===== Source data

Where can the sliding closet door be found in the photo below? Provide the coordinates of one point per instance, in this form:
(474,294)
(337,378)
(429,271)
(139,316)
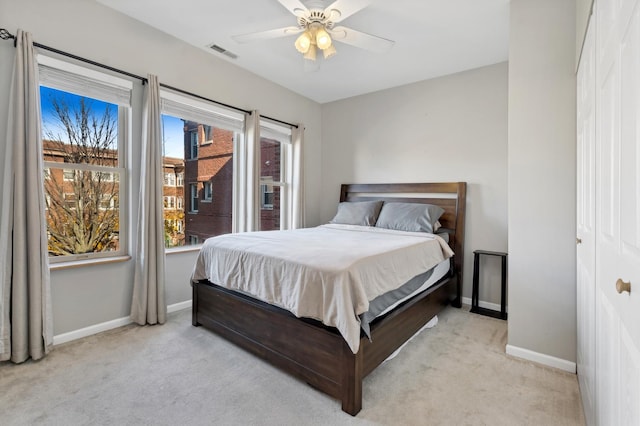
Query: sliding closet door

==========

Task requirements
Read through the entries and copy every line that includes "door".

Finished task
Where can the sliding closet door be found in the photo below? Provide the coordinates of one point per instance, in this form:
Query: sliding closet door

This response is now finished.